Instructions for the task: Copy out the records below word for word, including every line of text, but leave out the pictures.
============
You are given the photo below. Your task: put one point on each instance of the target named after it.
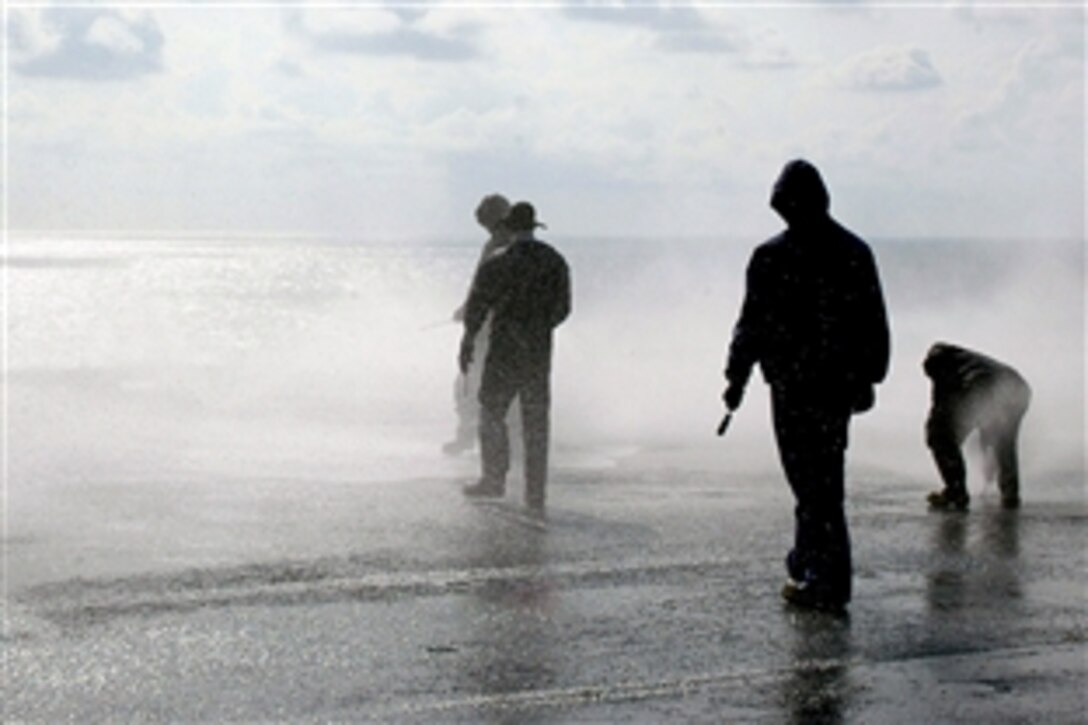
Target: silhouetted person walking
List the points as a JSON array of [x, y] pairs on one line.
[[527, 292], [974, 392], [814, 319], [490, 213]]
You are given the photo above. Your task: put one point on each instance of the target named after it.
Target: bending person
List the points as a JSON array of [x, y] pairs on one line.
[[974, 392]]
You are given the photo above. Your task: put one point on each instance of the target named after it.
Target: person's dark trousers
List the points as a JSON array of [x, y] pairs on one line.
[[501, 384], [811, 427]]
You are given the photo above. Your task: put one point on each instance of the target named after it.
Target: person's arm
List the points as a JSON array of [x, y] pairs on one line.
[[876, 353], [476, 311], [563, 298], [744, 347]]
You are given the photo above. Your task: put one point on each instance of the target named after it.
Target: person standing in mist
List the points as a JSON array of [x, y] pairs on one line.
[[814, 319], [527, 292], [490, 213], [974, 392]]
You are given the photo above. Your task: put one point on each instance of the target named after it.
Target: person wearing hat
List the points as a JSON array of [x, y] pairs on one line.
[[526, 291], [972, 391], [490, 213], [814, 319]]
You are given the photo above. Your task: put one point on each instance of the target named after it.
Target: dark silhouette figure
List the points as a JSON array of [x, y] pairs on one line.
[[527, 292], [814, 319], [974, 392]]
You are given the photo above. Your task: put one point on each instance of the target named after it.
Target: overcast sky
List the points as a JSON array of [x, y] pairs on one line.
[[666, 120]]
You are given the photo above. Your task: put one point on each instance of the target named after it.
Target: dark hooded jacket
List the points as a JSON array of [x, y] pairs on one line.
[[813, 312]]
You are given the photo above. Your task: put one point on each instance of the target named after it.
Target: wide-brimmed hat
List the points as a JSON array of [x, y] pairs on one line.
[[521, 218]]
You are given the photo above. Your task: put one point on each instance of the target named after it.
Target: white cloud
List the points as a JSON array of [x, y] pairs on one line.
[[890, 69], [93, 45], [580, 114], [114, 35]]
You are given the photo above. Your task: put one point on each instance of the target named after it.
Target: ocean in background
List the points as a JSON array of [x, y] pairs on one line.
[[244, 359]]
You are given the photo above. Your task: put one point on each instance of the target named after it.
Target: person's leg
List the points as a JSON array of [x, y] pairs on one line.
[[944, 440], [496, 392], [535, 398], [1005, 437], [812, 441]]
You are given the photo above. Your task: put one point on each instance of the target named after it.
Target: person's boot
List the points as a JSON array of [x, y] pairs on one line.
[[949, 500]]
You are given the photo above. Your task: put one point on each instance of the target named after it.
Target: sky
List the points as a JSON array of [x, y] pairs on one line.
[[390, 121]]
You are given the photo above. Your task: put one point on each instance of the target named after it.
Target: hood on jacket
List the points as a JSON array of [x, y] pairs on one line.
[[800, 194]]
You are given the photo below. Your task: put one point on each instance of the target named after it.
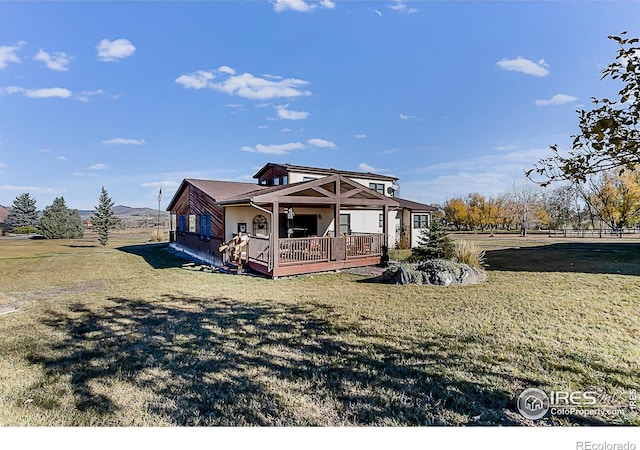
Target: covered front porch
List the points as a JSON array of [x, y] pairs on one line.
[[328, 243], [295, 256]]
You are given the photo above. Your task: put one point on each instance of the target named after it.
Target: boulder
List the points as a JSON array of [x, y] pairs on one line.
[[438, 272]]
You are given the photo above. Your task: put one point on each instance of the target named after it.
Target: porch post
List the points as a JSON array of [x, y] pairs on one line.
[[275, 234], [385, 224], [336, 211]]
============
Expected answer:
You are given the photo below. Your task: put one point on each instance of the target named after it.
Target: silhouetted person walking
List the points as a JSON array of [x, y] pairs on one line.
[[527, 292], [974, 392], [814, 319], [490, 213]]
You are given the photo above. Your task: put one point on each instance of the target named after it.
Target: bending person
List the points as a JSON array of [x, y] pairs on one line.
[[974, 392]]
You are given the photo above. Your task: put one point on each instance of the target named after it.
Target: person's dark trousers
List the points as a JSON array of [x, y] pairs on one line.
[[501, 384], [811, 427]]
You are given the photo above. Your task: put one point on each instance of the target named after it.
Target: person's arm
List the points as a JSON array of [x, y] pairs on one line.
[[876, 353], [476, 311], [563, 298], [744, 347]]
You are given the photo above. Your task: put one point on each instance of the target named after it.
Target: person standing in mist
List the points as a JSON array of [x, y] pairs on one line.
[[814, 319], [527, 292], [490, 213], [974, 392]]
You are given the photo above. Your task: put one point on each instance of the target named after it.
Target: person wearing hat
List the points as a JSON array of [x, y] pairs on one line.
[[526, 291], [972, 391], [490, 213], [814, 319]]
You are given the photo above. Your task: put one point on each instance of the target named after it.
Target: dark silhouette figure
List the points as a JSON array of [x, y] pairs on one line.
[[527, 292], [814, 319], [974, 392]]
You are given the photo above. Your task: put one point on each instance of the target named after it.
Target: overcast sky
List the points as a JSON array of [x, y] pairs on one line.
[[666, 120]]
You are given the photo above. Your task: put one point on each instance of the target named after it.
Target: dark hooded jacket
List the points as a JSON array of [x, y] pairs on one line.
[[813, 312]]
You are given the photo above. Your task: put one point on each instance of the target named after it.
Target: wide-brimmed hat
List the points as a JSON array of [x, y] pairs on one line.
[[521, 218]]
You are given the photo above. Your task: put one point on each instance of the target named after it.
Target: white cloud
List the points as a JSON array of [x, y] pairs on one line.
[[890, 69], [93, 45], [580, 114], [114, 35]]
You are given the photo above. Your task: put one point on each instance of the target named after it.
Target: ocean in background
List the points as a JSON array of [x, y] pairs on one line.
[[244, 359]]
You are given the photo above. Your task: put one point on each instance of the target named after it.
Target: person's leg
List the points as a JSON array of [x, y] pairs on one line.
[[944, 440], [496, 392], [535, 398], [1005, 437], [812, 441]]
You are given the photo above. Your task: put one point on each instance of the target named after it.
Target: person's boot
List the points as a JSON array of [x, y] pairs on one line.
[[949, 500]]
You are given the photo above. Your task: put one point on each instance of the target named after it.
Target: sky
List the points as a JSON array of [x, y] pairs on one line.
[[390, 121]]
You are given the photo above. Your task: put one point on each instance of the target named after it.
Target: hood on jacket
List the points as a JSON array of [x, y] pairs on one line.
[[800, 194]]
You are given the photo below. Your task: put one point on each instance of the target named after it.
Target: covered front porch
List the points as a JSON array of [x, y] pairs on one line.
[[328, 243], [295, 256]]
You are given the photo above. Your task: put one point on each instance of the target named after it.
Target: boulder
List the points as a JSON array of [x, y] pairs on one line.
[[438, 272]]
You are given the photo above. Your task: put one point on each instance of the target named after it.
Target: porch post
List the points as a JSON array of [x, y] pairs on one line.
[[275, 234], [385, 224], [336, 211]]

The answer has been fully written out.